HOW TO COMPLETE THIS TASK
Of the lines listed below, return exactly those that run from the line containing "pixel 20 589" through the line containing "pixel 629 63", both included.

Records from a collection:

------

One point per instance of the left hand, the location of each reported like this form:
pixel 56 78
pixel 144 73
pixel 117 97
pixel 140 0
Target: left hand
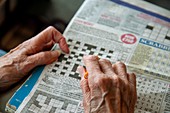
pixel 31 53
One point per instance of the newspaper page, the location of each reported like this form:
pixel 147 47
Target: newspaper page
pixel 115 32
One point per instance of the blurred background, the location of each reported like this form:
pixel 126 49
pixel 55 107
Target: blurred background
pixel 22 19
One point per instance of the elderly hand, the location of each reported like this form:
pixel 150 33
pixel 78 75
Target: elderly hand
pixel 108 88
pixel 31 53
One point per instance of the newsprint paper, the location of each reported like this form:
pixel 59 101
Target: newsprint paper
pixel 114 30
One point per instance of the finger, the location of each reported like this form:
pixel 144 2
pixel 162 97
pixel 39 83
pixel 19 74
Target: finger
pixel 84 86
pixel 120 69
pixel 48 46
pixel 92 64
pixel 39 41
pixel 81 71
pixel 106 66
pixel 132 81
pixel 44 57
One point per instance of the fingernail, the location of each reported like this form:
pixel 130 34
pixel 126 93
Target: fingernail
pixel 59 52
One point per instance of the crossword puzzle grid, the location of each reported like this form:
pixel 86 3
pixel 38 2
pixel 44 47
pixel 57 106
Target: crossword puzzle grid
pixel 150 95
pixel 159 62
pixel 157 32
pixel 42 102
pixel 69 63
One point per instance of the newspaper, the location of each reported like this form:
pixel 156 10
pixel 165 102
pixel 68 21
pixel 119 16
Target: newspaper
pixel 115 32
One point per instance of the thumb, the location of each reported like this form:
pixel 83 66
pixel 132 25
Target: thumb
pixel 85 88
pixel 46 57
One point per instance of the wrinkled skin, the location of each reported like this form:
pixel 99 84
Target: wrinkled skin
pixel 109 88
pixel 31 53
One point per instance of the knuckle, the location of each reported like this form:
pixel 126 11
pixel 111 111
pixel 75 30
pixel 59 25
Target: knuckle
pixel 121 64
pixel 90 57
pixel 82 83
pixel 51 28
pixel 105 61
pixel 103 81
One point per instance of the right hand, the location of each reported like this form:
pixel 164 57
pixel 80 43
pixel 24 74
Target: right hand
pixel 109 88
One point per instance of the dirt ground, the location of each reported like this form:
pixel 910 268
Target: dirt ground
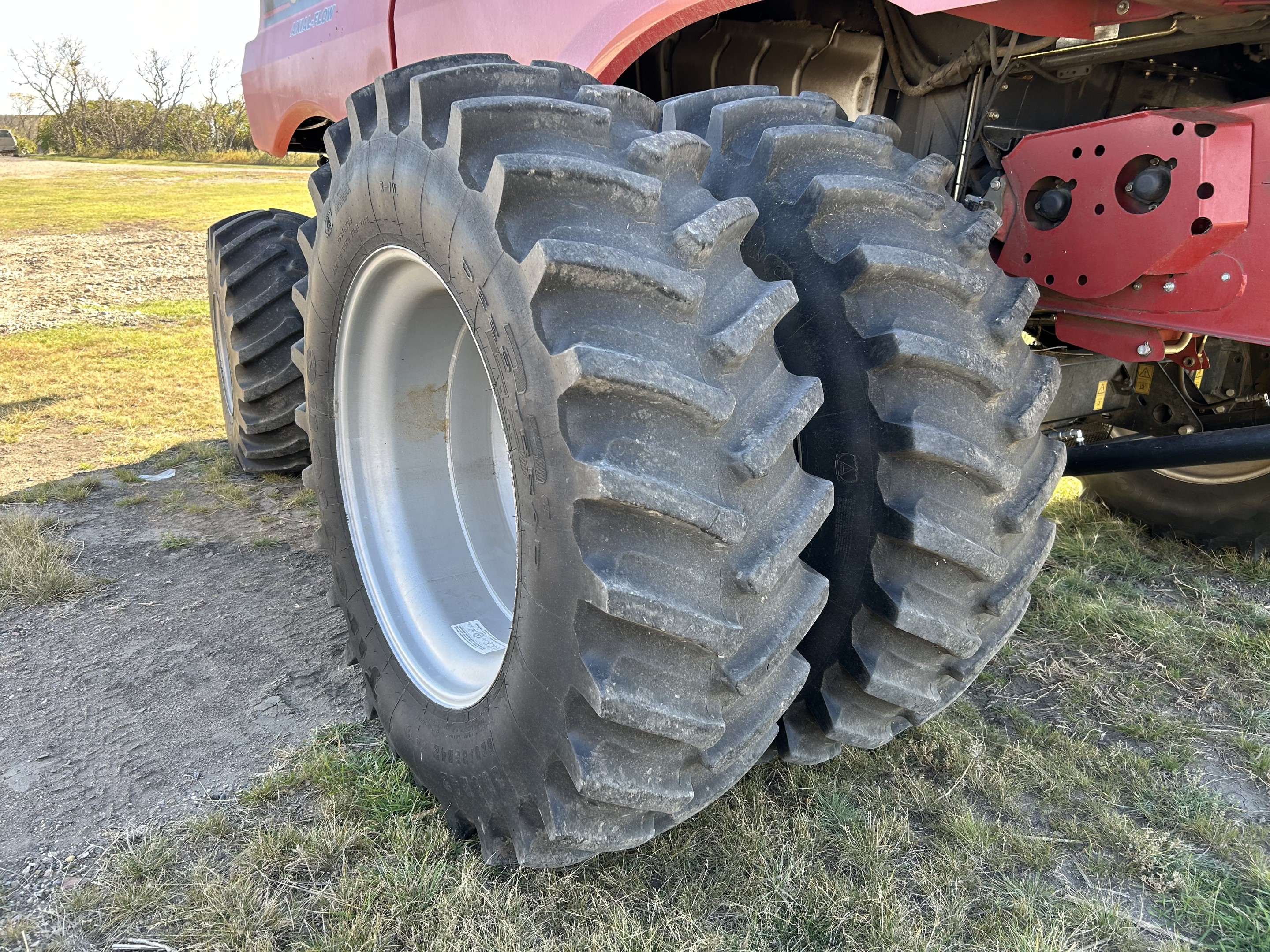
pixel 176 681
pixel 190 666
pixel 97 279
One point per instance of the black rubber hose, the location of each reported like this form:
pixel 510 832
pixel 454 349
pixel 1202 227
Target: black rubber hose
pixel 1233 446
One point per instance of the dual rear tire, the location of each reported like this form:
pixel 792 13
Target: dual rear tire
pixel 553 441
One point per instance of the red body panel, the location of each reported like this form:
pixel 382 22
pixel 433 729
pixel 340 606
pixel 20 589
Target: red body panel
pixel 298 68
pixel 1152 268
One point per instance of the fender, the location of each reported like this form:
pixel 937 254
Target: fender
pixel 309 55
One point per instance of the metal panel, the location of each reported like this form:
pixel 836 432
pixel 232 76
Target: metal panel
pixel 1197 263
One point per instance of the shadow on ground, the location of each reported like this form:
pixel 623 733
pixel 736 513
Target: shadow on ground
pixel 205 647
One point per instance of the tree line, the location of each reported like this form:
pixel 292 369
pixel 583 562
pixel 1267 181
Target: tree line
pixel 83 113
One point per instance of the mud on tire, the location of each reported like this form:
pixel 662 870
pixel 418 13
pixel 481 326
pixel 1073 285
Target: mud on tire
pixel 660 507
pixel 933 405
pixel 253 260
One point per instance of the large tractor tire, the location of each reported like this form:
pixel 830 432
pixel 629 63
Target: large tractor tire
pixel 1225 506
pixel 930 426
pixel 253 262
pixel 553 454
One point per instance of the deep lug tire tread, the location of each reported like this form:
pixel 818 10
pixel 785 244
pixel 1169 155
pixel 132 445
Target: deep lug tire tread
pixel 957 472
pixel 253 260
pixel 691 597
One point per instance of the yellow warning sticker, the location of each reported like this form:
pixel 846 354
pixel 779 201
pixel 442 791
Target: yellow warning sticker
pixel 1142 385
pixel 1102 397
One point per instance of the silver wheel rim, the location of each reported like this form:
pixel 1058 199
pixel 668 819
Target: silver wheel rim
pixel 1212 475
pixel 426 478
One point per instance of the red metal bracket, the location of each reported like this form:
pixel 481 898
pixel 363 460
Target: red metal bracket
pixel 1194 263
pixel 1124 342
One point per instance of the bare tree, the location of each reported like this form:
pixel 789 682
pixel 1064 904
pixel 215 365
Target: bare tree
pixel 59 79
pixel 164 90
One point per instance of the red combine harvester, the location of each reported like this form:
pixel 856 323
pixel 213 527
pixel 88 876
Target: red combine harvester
pixel 683 383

------

EXERCISE ANSWER
pixel 20 589
Target: red body panel
pixel 298 68
pixel 1152 268
One point per instance of the fender, the location of each reported like this form:
pixel 937 254
Target: fender
pixel 309 55
One point per instance of the metal panel, the location of each reported like this form:
pixel 836 432
pixel 232 76
Target: metal panel
pixel 1197 263
One point per instance of the shadow on ground, the location of each reported like this form:
pixel 623 733
pixel 736 513
Target: shadow on ground
pixel 205 647
One point per instance of the tree line, the location of each reported like this form:
pixel 292 369
pixel 583 562
pixel 1267 181
Target: tree line
pixel 83 113
One point per instance of the mud on tire, the location of each reported like this form:
pixel 662 870
pixel 418 13
pixel 481 326
pixel 1073 285
Target: mud on tire
pixel 660 507
pixel 933 405
pixel 253 260
One point per instance of the large tractor tire, the location of each reported like this form:
pixel 830 432
pixel 629 63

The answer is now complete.